* Begin STORED ROWS *
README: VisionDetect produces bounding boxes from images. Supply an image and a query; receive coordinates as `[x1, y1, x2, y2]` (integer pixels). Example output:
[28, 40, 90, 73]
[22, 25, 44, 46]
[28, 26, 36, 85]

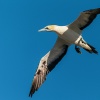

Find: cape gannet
[29, 8, 100, 97]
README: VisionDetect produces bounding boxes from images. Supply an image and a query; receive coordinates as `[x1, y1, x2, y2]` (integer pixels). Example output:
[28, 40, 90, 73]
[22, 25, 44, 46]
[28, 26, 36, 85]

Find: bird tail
[83, 43, 98, 54]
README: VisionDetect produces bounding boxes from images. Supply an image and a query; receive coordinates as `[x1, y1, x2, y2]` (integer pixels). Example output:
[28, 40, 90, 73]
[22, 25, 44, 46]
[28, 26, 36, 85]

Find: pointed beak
[38, 28, 47, 32]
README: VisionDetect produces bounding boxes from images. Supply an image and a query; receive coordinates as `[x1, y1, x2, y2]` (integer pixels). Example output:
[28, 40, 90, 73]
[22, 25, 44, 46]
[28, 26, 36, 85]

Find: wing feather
[29, 37, 68, 97]
[69, 8, 100, 30]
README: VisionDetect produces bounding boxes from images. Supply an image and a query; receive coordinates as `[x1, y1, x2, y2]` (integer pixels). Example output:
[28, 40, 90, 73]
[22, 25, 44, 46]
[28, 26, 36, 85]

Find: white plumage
[29, 8, 100, 97]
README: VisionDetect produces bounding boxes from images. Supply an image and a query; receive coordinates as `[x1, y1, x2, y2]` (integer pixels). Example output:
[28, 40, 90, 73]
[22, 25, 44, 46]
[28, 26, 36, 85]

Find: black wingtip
[29, 86, 35, 98]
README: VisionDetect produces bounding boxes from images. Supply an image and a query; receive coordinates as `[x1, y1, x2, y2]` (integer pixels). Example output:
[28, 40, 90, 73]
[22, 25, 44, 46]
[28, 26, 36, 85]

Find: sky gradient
[0, 0, 100, 100]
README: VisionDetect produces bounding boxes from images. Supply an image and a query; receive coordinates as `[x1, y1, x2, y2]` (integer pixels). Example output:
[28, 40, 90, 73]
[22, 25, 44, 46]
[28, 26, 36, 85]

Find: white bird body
[54, 25, 82, 45]
[29, 8, 100, 97]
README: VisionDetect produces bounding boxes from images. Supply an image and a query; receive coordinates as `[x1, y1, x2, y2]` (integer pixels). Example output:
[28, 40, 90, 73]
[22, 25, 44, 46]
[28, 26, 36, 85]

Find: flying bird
[29, 8, 100, 97]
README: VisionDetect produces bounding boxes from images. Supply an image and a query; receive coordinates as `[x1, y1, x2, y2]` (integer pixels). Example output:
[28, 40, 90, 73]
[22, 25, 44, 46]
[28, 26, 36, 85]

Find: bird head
[39, 25, 57, 32]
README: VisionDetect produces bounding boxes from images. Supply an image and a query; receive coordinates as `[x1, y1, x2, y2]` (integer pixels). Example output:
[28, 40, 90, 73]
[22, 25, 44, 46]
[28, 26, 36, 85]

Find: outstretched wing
[29, 37, 68, 97]
[69, 8, 100, 30]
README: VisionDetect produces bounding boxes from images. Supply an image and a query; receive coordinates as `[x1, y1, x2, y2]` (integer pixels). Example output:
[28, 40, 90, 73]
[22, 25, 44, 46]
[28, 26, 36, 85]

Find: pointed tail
[83, 43, 98, 54]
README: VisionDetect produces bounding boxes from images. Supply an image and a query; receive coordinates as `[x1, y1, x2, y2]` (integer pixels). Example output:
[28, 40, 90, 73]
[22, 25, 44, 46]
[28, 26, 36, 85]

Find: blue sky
[0, 0, 100, 100]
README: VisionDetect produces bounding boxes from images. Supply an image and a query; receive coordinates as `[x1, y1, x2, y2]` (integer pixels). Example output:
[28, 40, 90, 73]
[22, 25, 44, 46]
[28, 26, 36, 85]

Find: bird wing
[69, 8, 100, 31]
[29, 37, 68, 97]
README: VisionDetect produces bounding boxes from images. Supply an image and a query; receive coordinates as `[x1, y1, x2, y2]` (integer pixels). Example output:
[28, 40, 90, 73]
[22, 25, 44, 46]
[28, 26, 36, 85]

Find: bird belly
[59, 29, 82, 44]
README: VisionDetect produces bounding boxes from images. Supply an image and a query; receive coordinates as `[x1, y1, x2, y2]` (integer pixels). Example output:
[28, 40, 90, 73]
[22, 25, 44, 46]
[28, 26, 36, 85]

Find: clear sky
[0, 0, 100, 100]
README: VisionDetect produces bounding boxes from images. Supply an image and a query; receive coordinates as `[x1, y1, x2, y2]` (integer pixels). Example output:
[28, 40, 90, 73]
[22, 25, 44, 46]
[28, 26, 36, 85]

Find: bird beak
[38, 28, 47, 32]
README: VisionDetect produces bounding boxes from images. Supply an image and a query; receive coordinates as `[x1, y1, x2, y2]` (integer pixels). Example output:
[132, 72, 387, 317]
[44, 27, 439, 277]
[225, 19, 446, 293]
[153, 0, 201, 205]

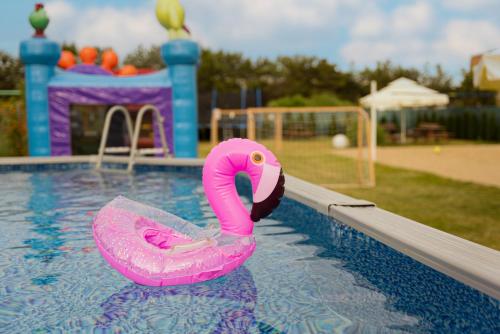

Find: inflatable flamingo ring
[93, 139, 285, 286]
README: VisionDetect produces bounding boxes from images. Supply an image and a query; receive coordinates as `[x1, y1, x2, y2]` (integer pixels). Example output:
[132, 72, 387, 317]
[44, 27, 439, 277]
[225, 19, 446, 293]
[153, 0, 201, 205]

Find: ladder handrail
[127, 104, 169, 172]
[95, 105, 134, 169]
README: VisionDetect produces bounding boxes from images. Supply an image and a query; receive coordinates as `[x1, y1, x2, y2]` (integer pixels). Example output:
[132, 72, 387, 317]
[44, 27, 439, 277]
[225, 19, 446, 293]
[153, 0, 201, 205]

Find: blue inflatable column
[20, 37, 61, 156]
[161, 39, 200, 158]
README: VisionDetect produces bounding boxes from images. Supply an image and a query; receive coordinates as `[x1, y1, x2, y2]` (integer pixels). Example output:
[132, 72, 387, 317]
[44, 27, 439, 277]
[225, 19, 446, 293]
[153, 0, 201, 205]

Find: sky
[0, 0, 500, 77]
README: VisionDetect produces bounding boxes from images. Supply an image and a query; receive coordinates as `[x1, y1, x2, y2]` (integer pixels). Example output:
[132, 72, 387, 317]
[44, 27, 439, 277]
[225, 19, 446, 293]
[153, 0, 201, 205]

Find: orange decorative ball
[101, 49, 118, 71]
[80, 46, 97, 65]
[57, 51, 76, 70]
[118, 65, 138, 76]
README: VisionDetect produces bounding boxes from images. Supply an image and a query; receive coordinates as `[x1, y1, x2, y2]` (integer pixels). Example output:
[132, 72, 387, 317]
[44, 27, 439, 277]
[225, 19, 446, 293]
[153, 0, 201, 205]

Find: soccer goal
[211, 106, 375, 188]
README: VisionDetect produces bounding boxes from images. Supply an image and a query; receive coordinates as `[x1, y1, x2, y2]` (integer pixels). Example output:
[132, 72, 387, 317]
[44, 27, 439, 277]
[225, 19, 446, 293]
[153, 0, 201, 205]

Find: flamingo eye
[250, 151, 264, 165]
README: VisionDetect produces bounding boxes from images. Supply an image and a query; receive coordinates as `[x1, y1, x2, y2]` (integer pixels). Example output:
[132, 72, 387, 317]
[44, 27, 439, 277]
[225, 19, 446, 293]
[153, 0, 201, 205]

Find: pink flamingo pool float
[93, 139, 285, 286]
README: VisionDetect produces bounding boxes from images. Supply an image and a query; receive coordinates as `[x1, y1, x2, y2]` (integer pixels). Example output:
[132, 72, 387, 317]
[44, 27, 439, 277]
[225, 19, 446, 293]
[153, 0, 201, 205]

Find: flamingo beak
[250, 164, 285, 222]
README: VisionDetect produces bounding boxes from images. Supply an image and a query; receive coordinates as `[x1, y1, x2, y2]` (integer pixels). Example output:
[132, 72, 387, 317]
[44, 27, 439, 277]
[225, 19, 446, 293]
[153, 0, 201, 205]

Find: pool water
[0, 165, 500, 333]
* End STORED ROWS *
**INSTRUCTIONS FOR THE TASK**
State how many lines in the entries above contain the word "inflatable". Reply with the number alone.

**WRITTEN ANSWER**
2